--- START OF TEXT BLOCK ---

The World of the Married is nothing you have never seen before – a story of a cheating husband and his long suffering wife eventually giving him his just deserts. I thought the mystery of discovering the cheating will form the bulk of the story, but it surprised me by how it dealt with it in the first episode with a climax that is out of this world. The first arc of the beast of a story will climax in a show-hand fifth episode that had me in absolute delirium and utter confusion because where the heck is the story going to go for the next eleven episodes.

Stories like this play out a dime in a dozen in manipulative family TV dramas and in reality, but what makes this K-drama stand out is that it’s fashioned like a thriller with twists galore, tick-tock suspense and eleventh hour close-calls. In both the dramatic and suspense aspects, it scored stellar marks.

Led by Kim Hee-ae in the pivotal role of the wife, Kim carries the ubiquitous premise all the way to the last frame with an affective range that is stunning. She is able to dial into the anguish, agony and despondency of discovering how she was betrayed with aplomb. To this reviewer, she is uncannily beautiful in a matured sort of way, flashing her soulful eyes ravishingly, but she is never more moving than when her eyes are on the brink of tears. From the get-go it is easy to get behind her as she navigates the minefield of betrayal and revenge, and she is not against weaponising her sexuality.

Sun Woo’s despicable husband Lee Tae Oh never seeps down the road of caricatures. He will occasionally try on the mask of a budding misogynist just to see if it fits. The hateful dirty mind games between Tae Oh and Sun Woo certainly makes for compulsive viewing. I know I am supposed to hate Tae Oh, but his mind is so totally shut out from his own faults that I laughed and pitied him. In him, I see the behaviour of many who are blind to their own faults.

--- END OF TEXT BLOCK ---

WHAT THIS TASK INVOLVES ▸ Print the passage of the drama review between "Stories like this" and "scored stellar marks.", inclusive, without changing any wording.

--- START OF INFORMATION SHOWN ---

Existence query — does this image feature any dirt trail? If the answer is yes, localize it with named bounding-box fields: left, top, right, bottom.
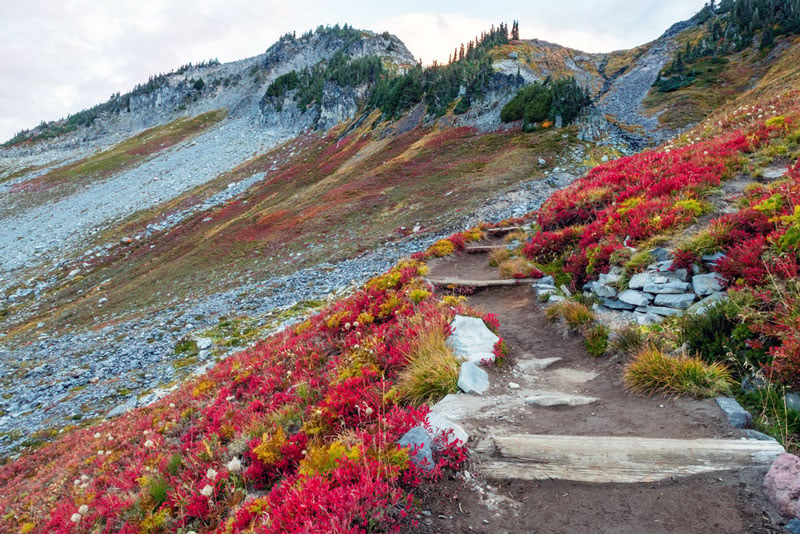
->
left=412, top=249, right=781, bottom=533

--- END OF INFORMATION SHOWN ---

WRITTEN SOLUTION ▸
Stories like this play out a dime in a dozen in manipulative family TV dramas and in reality, but what makes this K-drama stand out is that it’s fashioned like a thriller with twists galore, tick-tock suspense and eleventh hour close-calls. In both the dramatic and suspense aspects, it scored stellar marks.